** Page excerpt **
[Start of Attachment]
The mosquito Aedes aegypti transmits viruses that cause diseases such as dengue, chikungunya and zika. Measures are taken to control the mosquito since these infectious diseases represent a significant health problem, by National Institute for Public Health and Environment of Netherlands. This is the case on the island of Saba. In order to fight these diseases a British company (Oxitec) has genetically modified the mosquito in such a way that it can suppress local mosquito populations. The modification causes the mosquitoes’ offspring to die prematurely. The potential release of these mosquitoes on Saba is considered to result in negligible risks for human health and the environment.
This is the outcome of a technical evaluation of the potential release of these genetically modified mosquitoes. RIVM’s GMO (Genetically Modified Organisms) Office was commissioned by the Executive Council of Saba to perform this evaluation.
Among others, this evaluation looked into effects on the food chain to determine whether an important food source would disappear if the local mosquito population were to be eliminated. It was also considered whether it is unhealthy if people accidentally swallow a genetically modified mosquito. Another element of the evaluation was whether the genetic modification would increase the efficiency of the mosquito to spread diseases.
[End of Attachment]
Referring expression data:
[Start of Attachment]
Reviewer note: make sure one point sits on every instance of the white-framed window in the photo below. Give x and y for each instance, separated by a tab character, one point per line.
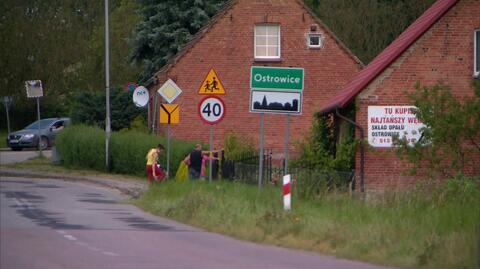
314	40
476	53
267	41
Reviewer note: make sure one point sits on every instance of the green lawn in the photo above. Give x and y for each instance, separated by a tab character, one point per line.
416	230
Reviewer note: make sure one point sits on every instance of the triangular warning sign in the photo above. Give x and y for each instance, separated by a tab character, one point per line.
211	84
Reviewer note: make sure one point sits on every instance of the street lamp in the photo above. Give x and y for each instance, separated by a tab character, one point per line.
107	89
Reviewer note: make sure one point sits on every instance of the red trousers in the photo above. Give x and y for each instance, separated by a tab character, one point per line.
158	171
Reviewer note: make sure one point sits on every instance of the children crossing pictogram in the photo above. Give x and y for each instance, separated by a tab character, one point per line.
211	84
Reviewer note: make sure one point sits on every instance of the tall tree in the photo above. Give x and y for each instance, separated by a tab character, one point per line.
166	27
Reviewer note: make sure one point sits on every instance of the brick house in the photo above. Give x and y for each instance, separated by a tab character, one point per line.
442	45
231	44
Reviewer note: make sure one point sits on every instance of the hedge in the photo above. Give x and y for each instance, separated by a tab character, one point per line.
84	147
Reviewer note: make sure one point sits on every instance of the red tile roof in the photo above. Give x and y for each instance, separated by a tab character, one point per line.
389	55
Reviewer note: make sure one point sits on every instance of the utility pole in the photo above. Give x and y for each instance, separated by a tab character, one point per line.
107	89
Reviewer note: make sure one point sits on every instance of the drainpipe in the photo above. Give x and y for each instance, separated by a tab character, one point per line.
362	149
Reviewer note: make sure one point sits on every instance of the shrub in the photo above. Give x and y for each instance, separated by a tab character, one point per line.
450	139
84	146
237	147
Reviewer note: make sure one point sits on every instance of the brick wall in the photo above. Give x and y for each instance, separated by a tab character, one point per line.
228	47
443	54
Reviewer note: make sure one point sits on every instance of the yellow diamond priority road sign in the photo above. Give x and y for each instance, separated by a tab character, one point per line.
169	91
211	84
169	113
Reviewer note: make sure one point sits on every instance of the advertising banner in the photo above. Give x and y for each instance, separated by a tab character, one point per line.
385	122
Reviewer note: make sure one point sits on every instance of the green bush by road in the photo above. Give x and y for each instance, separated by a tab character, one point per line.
84	146
430	227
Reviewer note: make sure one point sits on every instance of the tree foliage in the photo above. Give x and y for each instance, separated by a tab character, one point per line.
451	139
166	27
320	149
89	108
62	44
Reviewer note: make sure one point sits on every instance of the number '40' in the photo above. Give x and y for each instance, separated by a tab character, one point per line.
214	109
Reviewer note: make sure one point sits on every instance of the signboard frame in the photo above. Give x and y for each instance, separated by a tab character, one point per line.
276	96
34	91
399	120
266	78
169	83
222	116
140	101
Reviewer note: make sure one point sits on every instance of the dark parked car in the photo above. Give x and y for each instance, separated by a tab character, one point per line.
28	136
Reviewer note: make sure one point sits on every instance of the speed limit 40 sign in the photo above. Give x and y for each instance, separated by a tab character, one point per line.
211	109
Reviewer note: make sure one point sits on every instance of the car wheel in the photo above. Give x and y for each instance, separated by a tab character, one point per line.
43	143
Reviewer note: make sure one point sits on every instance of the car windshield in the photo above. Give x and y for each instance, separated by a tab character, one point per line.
43	124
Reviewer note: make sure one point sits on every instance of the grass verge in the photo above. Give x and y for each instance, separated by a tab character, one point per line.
418	230
44	164
430	227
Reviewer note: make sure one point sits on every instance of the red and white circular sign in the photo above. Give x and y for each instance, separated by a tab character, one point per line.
211	109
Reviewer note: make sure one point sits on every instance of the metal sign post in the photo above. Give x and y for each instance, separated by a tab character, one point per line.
260	157
7	100
287	136
107	90
35	90
211	155
39	135
168	151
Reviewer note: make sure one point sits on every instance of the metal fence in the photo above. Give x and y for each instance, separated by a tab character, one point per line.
307	183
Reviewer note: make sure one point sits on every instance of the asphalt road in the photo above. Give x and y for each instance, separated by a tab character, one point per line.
7	156
47	223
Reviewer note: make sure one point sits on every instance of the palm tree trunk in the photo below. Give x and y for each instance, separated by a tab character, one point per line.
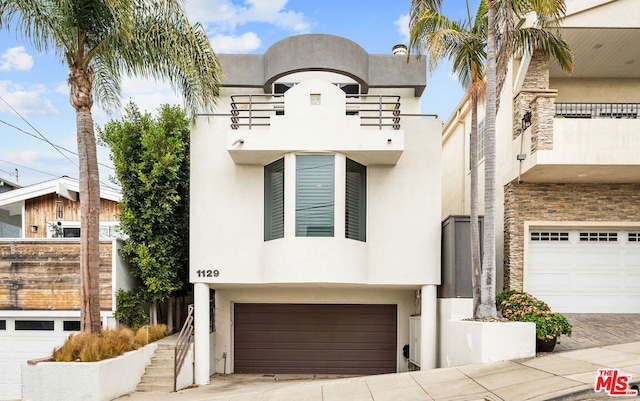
488	297
80	82
476	267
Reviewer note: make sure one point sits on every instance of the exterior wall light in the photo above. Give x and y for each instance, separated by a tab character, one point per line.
526	120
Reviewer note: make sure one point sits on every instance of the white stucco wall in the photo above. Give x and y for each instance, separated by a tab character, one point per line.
403	223
99	381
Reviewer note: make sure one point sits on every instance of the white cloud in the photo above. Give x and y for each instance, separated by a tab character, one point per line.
15	58
148	94
244	43
227	16
27	102
403	27
63	88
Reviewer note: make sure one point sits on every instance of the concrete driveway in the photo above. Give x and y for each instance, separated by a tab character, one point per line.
598	329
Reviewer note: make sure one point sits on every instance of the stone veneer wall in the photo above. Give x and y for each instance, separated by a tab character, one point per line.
560	202
536	80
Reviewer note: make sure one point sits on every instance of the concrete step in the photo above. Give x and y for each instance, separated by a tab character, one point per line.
165	388
166	346
161	360
159	370
157	379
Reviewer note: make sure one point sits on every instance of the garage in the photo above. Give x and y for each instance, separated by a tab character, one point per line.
585	271
312	338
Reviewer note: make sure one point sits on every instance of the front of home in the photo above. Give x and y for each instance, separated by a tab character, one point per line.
568	156
315	237
40	271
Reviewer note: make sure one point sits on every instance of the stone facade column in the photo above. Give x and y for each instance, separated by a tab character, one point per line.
536	81
542	110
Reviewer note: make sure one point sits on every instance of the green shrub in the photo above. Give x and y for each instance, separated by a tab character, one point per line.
129	309
524	307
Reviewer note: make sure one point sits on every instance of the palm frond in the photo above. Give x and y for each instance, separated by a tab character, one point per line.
531	39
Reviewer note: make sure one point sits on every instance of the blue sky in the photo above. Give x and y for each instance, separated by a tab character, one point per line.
35	111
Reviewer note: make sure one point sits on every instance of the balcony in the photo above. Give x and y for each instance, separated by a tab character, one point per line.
314	118
378	111
597	110
586	142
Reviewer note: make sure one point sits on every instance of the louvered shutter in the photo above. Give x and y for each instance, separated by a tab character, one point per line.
356	201
274	200
314	195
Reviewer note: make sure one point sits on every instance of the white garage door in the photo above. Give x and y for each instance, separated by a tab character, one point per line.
585	271
22	339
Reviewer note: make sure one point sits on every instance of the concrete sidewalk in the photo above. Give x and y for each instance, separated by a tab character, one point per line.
566	375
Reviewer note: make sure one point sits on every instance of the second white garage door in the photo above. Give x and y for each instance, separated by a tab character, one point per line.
585	271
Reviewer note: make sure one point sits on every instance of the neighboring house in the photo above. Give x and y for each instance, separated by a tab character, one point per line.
40	274
7	229
568	157
315	191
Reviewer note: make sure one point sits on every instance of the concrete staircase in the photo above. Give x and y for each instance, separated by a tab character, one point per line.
159	374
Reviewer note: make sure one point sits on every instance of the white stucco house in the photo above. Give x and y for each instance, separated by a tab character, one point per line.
315	199
568	162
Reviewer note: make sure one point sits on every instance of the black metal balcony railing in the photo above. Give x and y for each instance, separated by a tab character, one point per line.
381	111
597	110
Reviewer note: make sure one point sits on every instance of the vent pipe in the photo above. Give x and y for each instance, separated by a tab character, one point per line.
399	50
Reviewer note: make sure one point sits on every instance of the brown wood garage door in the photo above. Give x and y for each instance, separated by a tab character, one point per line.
302	338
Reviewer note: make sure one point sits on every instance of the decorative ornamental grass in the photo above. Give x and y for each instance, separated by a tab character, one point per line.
[End of Attachment]
** Problem **
Answer these questions about the mosquito text above, numbering your answers the same way.
1. Which company genetically modified the mosquito?
2. Who commissioned RIVM's GMO Office to perform the evaluation?
3. Regarding the food chain, what did the evaluation try to determine?

** Written response **
1. Oxitec, a British company.
2. The Executive Council of Saba.
3. Whether an important food source would disappear if the local mosquito population were eliminated.